# Exercise data

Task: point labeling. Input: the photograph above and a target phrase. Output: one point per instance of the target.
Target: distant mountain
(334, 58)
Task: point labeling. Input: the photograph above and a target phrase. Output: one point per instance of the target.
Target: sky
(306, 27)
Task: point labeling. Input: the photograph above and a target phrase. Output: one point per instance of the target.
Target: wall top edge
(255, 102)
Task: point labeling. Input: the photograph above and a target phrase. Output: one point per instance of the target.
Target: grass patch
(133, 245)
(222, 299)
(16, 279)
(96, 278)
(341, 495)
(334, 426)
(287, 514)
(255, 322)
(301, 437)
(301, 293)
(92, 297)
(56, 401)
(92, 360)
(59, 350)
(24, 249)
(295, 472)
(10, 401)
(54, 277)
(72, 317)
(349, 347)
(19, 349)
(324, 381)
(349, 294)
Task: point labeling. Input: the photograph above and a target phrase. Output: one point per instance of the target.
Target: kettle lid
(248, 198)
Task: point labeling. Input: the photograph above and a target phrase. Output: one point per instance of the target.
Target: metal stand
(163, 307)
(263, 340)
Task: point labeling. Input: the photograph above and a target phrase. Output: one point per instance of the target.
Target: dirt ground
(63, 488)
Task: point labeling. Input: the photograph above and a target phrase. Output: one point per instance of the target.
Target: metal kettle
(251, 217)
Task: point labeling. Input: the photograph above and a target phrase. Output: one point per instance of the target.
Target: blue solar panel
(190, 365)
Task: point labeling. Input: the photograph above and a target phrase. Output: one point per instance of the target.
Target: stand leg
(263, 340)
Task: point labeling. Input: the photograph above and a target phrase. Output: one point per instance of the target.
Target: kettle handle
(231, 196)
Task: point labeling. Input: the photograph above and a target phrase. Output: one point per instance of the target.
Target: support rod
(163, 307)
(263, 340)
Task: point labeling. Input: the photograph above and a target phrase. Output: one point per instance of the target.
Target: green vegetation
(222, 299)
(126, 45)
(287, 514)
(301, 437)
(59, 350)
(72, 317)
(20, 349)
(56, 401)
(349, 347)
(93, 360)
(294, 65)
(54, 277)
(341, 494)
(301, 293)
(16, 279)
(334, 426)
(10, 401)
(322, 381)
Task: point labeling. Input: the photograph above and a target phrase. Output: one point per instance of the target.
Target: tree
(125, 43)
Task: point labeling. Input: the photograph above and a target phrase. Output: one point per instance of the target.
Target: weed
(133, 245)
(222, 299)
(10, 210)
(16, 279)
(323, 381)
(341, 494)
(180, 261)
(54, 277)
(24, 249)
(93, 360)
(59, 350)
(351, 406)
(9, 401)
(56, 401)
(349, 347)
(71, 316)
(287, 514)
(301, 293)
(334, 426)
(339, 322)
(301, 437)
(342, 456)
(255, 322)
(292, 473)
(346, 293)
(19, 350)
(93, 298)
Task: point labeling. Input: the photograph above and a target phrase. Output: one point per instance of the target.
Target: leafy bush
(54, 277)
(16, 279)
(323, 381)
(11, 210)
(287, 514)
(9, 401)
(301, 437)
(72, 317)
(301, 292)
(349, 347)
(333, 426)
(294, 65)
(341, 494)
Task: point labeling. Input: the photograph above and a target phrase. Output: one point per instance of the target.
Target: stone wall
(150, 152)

# Direction
What is needed here is an exact reproduction of all the entries.

# Task answer
Task: point labeling. Input: the photograph above and a target phrase. Output: one point per instance of the target.
Target: distant mountain
(334, 58)
Task: point labeling. Input: the photograph above and a target phrase. Output: one point per instance of the target.
Target: sky
(306, 27)
Task: point labeling. Input: the photograph above and a target phrase. Output: one point per instance of the target.
Target: wall top edge
(255, 102)
Task: point labeling. Input: the photograph above and a target phrase. Output: one point per instance of the target.
Target: grass patch
(133, 245)
(222, 299)
(16, 279)
(96, 278)
(341, 495)
(334, 426)
(287, 514)
(255, 322)
(301, 437)
(301, 293)
(92, 297)
(56, 401)
(92, 360)
(59, 350)
(24, 249)
(295, 472)
(10, 401)
(54, 277)
(72, 317)
(349, 347)
(19, 349)
(324, 381)
(349, 294)
Task: point labeling. Input: the photograph above and a target phrase. Output: one point per instance of the target.
Target: kettle lid
(248, 198)
Task: point labeling. Input: the photograph above and a target phrase. Output: one point per instance of the target.
Target: metal stand
(163, 307)
(263, 340)
Task: point labeling. Input: the photograph above and a target phrase. Output: one point per instance of the target.
Target: dirt ground
(63, 488)
Task: point labeling. Input: the photograph above and a target phrase. Output: one point per instance of the target.
Target: metal kettle
(251, 217)
Task: point labeling. Input: the photograph above and a target phrase. Output: one point per instance of the target.
Target: blue solar panel
(190, 365)
Task: point labeling. Input: the photograph above and a target phrase. Output: one point per instance of the target.
Target: stand leg
(263, 340)
Task: point labeling. Input: the photograph above and a target phrase. Output: one point per instance of the target.
Target: kettle handle
(231, 196)
Task: point labeling. Input: the photograph above and a target phrase. Output: one point per instance of the target.
Target: support rod
(163, 307)
(263, 340)
Task: point labeling. Input: the photograph above and a target phrase. Output: one point per instance of the target.
Target: green vegetation
(222, 299)
(126, 45)
(287, 514)
(301, 437)
(59, 350)
(72, 317)
(20, 349)
(56, 401)
(349, 347)
(93, 360)
(294, 65)
(54, 277)
(341, 494)
(301, 293)
(16, 279)
(334, 426)
(10, 401)
(322, 381)
Task: point labeling. Input: the photograph above and a target phrase. Output: one point per instance of the target.
Target: tree
(125, 43)
Task: point labeling. Input: the photograph above and a target phrase. Output: one point per instance of the target.
Target: weed
(133, 245)
(222, 299)
(10, 210)
(16, 279)
(323, 381)
(341, 494)
(180, 261)
(54, 277)
(24, 249)
(93, 360)
(59, 350)
(351, 406)
(9, 401)
(56, 401)
(349, 347)
(71, 316)
(287, 514)
(301, 293)
(334, 426)
(339, 322)
(301, 437)
(342, 456)
(255, 322)
(292, 473)
(346, 293)
(19, 350)
(93, 298)
Task: point labeling. Input: the photograph above and a target phrase. Output: one point per instance of the target.
Target: leafy bush
(54, 277)
(16, 279)
(323, 381)
(11, 210)
(287, 514)
(9, 401)
(301, 437)
(72, 317)
(301, 292)
(349, 347)
(333, 426)
(294, 65)
(341, 494)
Task: point labeling. Input: the photograph above and a target phrase. Output: one point per instance of the target.
Target: stone wall
(150, 152)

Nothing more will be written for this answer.